● TASK PROMPT: From the listing below, extract each line that contains the string "negative".
*** SOURCE RECORDS ***
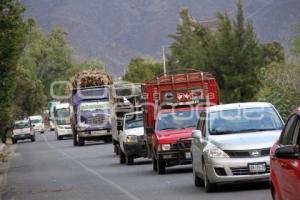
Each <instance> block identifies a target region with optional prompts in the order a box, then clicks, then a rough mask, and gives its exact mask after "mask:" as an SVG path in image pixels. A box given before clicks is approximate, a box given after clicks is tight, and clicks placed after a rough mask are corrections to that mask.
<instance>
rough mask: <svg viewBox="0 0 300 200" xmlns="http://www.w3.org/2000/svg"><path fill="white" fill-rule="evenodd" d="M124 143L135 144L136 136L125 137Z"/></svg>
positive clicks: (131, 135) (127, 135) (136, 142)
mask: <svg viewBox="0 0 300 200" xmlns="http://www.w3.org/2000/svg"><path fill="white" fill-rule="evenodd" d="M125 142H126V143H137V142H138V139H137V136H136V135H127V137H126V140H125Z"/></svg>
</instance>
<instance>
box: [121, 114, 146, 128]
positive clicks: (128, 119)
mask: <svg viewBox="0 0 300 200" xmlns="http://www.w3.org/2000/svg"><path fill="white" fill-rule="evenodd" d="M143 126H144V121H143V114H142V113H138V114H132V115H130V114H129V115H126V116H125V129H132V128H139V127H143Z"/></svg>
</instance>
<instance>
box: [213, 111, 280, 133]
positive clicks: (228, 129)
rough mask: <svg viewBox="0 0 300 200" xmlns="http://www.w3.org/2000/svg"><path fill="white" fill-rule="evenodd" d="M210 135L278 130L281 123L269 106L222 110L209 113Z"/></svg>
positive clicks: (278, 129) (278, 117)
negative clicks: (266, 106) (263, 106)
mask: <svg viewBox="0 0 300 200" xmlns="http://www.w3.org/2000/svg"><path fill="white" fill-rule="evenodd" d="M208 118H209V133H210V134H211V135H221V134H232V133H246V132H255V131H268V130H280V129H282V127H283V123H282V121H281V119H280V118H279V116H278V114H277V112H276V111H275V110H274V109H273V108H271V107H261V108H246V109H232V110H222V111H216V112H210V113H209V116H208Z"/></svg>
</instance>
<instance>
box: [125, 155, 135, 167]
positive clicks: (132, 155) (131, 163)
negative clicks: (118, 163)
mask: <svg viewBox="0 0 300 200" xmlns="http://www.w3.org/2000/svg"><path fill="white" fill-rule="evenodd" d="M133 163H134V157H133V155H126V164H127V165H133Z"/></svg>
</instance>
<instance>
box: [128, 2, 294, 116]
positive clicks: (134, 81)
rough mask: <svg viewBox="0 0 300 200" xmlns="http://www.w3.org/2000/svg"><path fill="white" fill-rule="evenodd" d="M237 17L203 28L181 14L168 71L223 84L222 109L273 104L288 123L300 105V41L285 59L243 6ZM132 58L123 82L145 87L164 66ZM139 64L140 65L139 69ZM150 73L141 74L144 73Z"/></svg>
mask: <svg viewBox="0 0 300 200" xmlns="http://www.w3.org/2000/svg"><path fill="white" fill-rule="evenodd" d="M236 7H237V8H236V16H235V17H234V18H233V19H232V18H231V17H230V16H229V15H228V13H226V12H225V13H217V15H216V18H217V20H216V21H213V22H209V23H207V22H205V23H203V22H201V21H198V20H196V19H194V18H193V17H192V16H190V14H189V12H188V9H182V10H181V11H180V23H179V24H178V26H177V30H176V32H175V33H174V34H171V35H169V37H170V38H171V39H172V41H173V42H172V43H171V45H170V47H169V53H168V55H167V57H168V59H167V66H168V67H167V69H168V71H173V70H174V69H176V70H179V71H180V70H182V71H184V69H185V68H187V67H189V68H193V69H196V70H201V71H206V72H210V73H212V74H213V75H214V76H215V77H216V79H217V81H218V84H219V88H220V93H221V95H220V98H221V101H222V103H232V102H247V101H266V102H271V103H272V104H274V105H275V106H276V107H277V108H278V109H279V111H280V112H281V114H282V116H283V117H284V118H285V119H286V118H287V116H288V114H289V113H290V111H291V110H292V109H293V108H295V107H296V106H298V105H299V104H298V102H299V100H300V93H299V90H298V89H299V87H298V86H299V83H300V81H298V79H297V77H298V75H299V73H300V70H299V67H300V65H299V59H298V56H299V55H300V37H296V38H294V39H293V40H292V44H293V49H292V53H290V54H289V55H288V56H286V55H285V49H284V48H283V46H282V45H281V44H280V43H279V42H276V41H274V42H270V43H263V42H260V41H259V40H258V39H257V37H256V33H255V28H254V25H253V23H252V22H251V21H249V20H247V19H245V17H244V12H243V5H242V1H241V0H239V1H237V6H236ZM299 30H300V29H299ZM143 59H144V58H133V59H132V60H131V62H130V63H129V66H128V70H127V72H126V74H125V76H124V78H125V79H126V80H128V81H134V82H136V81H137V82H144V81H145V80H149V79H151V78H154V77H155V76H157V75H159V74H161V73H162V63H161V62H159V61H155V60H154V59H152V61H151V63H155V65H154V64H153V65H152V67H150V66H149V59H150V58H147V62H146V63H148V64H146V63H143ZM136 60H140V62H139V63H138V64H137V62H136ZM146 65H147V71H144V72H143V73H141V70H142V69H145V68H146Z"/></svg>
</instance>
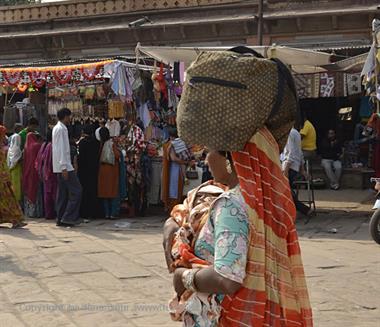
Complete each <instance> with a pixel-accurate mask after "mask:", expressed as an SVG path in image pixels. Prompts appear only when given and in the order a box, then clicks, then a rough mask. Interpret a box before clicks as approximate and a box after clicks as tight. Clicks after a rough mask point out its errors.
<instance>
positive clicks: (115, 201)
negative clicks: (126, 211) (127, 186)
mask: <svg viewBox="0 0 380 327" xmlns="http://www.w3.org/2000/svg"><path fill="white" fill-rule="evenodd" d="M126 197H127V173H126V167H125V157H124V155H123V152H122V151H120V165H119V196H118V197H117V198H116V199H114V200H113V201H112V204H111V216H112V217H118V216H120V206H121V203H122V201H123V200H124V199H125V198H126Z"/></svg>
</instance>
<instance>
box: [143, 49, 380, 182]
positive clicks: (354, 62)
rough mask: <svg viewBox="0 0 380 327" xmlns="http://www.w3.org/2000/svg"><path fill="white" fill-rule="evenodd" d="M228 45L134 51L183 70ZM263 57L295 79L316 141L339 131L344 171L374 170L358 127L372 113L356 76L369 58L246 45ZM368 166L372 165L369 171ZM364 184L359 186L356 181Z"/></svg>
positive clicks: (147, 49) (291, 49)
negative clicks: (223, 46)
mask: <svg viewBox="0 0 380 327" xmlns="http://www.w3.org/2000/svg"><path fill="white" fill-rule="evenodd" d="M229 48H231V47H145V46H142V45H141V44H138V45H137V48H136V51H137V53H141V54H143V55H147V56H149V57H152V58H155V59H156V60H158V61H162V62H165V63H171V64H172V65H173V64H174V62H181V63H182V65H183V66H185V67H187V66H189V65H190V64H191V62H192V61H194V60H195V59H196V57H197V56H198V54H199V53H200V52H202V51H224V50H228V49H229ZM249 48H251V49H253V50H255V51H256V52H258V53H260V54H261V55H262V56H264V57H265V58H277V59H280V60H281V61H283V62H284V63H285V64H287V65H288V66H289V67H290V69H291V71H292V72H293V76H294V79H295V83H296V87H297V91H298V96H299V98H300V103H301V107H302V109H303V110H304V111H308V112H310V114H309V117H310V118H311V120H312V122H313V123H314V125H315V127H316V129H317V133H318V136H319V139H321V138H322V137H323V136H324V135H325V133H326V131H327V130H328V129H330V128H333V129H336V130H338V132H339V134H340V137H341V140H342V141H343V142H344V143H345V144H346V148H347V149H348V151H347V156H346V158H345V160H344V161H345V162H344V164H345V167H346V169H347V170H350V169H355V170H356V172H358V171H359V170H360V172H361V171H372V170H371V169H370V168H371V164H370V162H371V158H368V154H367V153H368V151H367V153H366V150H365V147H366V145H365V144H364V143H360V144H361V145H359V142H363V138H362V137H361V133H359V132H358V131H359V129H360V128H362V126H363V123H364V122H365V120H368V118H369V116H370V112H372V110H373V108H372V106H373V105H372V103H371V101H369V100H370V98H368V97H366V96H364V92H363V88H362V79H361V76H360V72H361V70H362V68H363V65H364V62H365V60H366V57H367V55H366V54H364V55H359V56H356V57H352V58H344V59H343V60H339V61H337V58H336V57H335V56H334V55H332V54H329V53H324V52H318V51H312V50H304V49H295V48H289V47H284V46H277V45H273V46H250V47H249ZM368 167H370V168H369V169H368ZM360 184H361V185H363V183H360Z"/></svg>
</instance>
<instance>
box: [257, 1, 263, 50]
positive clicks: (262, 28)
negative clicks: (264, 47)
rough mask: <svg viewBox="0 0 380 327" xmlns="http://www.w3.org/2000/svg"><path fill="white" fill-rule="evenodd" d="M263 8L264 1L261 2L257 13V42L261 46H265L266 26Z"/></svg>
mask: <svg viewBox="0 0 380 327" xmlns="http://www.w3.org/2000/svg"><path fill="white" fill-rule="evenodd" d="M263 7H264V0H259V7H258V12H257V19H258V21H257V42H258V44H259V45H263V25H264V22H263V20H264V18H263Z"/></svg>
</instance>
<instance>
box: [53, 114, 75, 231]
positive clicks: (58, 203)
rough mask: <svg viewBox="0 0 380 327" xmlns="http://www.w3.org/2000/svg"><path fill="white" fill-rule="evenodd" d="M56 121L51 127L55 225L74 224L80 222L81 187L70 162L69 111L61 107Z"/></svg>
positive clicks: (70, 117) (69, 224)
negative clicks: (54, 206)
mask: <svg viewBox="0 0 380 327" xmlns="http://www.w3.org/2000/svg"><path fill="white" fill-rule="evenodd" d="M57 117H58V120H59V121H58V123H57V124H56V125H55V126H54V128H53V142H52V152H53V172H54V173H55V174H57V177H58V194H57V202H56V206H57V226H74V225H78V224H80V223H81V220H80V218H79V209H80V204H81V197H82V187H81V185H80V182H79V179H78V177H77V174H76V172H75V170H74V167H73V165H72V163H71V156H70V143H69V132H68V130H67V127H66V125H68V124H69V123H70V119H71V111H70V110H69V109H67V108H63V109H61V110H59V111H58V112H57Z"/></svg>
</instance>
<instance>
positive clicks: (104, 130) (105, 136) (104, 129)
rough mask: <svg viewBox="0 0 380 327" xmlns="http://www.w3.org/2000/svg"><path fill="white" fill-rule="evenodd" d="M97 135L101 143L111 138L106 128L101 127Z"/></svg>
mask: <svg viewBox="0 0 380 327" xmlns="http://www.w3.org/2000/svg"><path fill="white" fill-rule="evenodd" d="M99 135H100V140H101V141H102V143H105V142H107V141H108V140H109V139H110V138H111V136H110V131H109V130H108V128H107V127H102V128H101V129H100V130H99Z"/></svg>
*** End of SOURCE RECORDS ***
● ANSWER SECTION:
negative clicks: (266, 106) (263, 106)
negative clicks: (118, 163)
negative clicks: (126, 211) (127, 186)
negative clicks: (223, 46)
negative clicks: (264, 47)
negative clicks: (54, 206)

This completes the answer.